▶ _Exercise objective_: Everything from the line containing "Pin every instance of the dog's ear." through the last line of the data below should be set down exactly, and nothing else.

▶ _Input_:
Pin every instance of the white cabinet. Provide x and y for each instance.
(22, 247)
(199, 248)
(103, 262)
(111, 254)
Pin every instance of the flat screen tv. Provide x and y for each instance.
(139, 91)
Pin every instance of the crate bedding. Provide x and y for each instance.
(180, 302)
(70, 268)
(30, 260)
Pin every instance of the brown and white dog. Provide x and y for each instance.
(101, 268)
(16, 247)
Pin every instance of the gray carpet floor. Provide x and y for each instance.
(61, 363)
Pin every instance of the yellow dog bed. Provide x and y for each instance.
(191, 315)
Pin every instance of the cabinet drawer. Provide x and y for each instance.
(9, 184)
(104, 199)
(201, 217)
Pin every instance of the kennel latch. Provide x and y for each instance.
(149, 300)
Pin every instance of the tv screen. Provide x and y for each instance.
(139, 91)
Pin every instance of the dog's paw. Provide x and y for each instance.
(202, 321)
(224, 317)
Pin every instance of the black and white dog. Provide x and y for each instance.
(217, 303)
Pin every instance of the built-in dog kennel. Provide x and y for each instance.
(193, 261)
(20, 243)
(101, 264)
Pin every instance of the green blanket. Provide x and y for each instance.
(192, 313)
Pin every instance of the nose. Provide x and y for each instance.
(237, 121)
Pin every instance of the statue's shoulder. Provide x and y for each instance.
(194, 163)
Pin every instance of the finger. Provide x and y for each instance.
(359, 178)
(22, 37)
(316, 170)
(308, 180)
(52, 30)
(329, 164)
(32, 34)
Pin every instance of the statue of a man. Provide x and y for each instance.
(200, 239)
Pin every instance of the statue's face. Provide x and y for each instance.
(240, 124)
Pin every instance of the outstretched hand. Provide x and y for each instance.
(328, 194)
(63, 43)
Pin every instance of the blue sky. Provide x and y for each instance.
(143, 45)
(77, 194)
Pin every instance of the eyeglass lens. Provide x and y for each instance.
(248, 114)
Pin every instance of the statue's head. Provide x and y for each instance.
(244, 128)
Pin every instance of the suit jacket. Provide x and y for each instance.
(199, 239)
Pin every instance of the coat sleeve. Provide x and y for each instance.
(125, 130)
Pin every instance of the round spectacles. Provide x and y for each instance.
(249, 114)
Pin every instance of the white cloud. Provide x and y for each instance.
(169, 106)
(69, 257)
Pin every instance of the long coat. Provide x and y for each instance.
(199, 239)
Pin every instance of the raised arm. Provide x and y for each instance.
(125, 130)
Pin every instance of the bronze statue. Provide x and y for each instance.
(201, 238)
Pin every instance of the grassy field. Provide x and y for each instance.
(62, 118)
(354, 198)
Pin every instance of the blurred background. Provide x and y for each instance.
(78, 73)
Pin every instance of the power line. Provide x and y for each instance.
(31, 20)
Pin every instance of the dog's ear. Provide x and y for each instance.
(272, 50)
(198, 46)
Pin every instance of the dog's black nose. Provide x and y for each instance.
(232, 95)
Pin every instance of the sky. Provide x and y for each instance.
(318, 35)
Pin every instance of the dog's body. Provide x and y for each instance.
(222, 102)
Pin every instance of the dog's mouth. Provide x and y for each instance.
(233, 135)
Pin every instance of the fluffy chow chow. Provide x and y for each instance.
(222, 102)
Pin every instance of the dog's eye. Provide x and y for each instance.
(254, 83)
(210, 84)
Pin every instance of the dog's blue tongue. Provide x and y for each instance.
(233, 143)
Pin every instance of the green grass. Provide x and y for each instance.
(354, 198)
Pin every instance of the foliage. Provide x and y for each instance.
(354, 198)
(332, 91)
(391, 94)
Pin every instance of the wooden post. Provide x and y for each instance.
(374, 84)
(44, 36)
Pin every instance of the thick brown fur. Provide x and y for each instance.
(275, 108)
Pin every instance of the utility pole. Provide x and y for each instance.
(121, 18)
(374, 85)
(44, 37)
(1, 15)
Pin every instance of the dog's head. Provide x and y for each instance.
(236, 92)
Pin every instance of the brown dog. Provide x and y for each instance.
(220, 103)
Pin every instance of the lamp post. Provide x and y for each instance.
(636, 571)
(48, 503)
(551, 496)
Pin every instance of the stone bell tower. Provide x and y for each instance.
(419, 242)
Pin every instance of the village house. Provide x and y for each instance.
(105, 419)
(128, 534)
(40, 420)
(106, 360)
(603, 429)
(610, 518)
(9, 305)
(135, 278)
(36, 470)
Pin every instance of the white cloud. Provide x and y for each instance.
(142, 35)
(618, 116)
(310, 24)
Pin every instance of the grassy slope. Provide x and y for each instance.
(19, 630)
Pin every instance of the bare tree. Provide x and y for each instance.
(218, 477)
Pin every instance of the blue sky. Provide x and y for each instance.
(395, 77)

▶ _Answer box_:
Pin every instance of the dog's ear. Provide x and y for each instance.
(272, 50)
(198, 46)
Pin every instance of the dog's black nose. Provide x and y for each instance.
(232, 95)
Pin every instance of the sky. Provide x and y for each instance.
(318, 35)
Pin every instance of the dog's body. Provide x and y for each instance.
(222, 102)
Pin every instance of the dog's mouth. Provide x and y for each instance.
(233, 135)
Pin every instance of the fluffy chow chow. Provide x and y for each instance.
(222, 102)
Pin every instance of the dog's eye. Provide x and y for each instance.
(254, 83)
(210, 84)
Pin every instance of the dog's blue tongue. Provide x and y for each instance.
(233, 143)
Pin every instance of the green grass. Provide x and y for each instance.
(354, 198)
Pin every instance of the foliage. Provide x and y for each instance.
(354, 198)
(332, 91)
(391, 94)
Pin every instance of the wooden post. Provide x and y for each instance.
(374, 84)
(44, 36)
Pin every instance of the thick brown fur. Provide x and y for each instance.
(275, 108)
Pin every instance of the utility pole. Provide x and y for each instance.
(121, 18)
(374, 85)
(44, 37)
(1, 15)
Pin every instance of the dog's head. Provide x and y for each instance.
(236, 92)
Pin every instance of the brown dog. Provide x and y for each instance.
(220, 103)
Pin every instance of the lamp post. Provide x and y for each instance.
(636, 571)
(48, 503)
(551, 496)
Pin every instance of the stone bell tower. Provide x and y for each instance.
(419, 242)
Pin every instance of the village house. Provide x and y for each instance.
(105, 419)
(128, 534)
(40, 420)
(106, 360)
(603, 429)
(610, 518)
(9, 305)
(135, 278)
(36, 470)
Pin every instance of the white cloud. Provide x and y for each instance.
(142, 35)
(618, 116)
(310, 24)
Pin every instance of the grassy slope. Provide x and y for each instance.
(19, 630)
Pin every instance of the bare tree. Provide x and y for each instance.
(218, 477)
Pin every instance of the blue sky. Provide x and y for each instance.
(395, 77)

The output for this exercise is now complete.